Jobs:
1. In the forum thread on open trades, where did Spazkatt go to get information about trades?
2. List every distinct username that posts in the forum thread on open trades.

──────── Selected passage ────────

# Open Trade info



## Spazkatt (31 Oct 2004)

How can one find out which trades are currently open? Is this a "go to your recruiter" kinda thing? The recruiting website search was fruitless. Any thoughts?
Thanks


----------



## speed400m (1 Nov 2004)

I would like to know this as well.  I am guessing but, I bet that the trade with incentives is open.


----------



## Spazkatt (1 Nov 2004)

Makes sense to me.


----------



## meni0n (1 Nov 2004)

You have to go down to the recruiting office and ask.


----------



## Spazkatt (1 Nov 2004)

Gotcha. Thanks.


----------



## Spazkatt (8 Nov 2004)

Just to let those interested know.....went down to the recruiting office in Hamilton...got a bunch of info and was told what trades are hurting more than others. The fella down there was very helpful and friendly, and made the visit a pleasant one!


----------



## Griswald DME (8 Nov 2004)

They told you what trades were hurting more than others?  Damn I wish I got that kinda awesome service!  Mind telling us what trades were hurting?


----------



## Spazkatt (8 Nov 2004)

LOL...I hope I didn't open a can o' worms with that one.....well...let's just say even before I asked about trade openings I just happened to say I have an interest in radios...Ham...shortwave...whatever. He then informed me that CF are hungry for Sig Ops..(right down my alley)....and Infantry, of course.


----------



## Tracker (9 Nov 2004)

The open/closed list changes often, it is best if you go to a CFRC to check yourself.


----------



## Griswald DME (9 Nov 2004)

yeah, I can get the CFRC to tell me what trades are open, but not any info. on what trades are "hurting"


----------



## jarko (10 Nov 2004)

Hows the Reg 031 (Infantry) ?? Thanks


----------



## Spazkatt (12 Nov 2004)

I'll tell ya only based on what I read on these threads. I get the impression that Infantry are always wanted.....but what I say should be taken with a grain of salt.


----------

──────── Available data ────────

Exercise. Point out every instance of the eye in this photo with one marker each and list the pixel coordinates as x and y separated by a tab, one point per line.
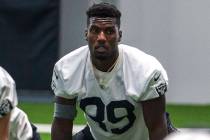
109	31
94	30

────────

Solutions per task:
1. The recruiting office in Hamilton.

2. Spazkatt, speed400m, meni0n, Griswald DME, Tracker, jarko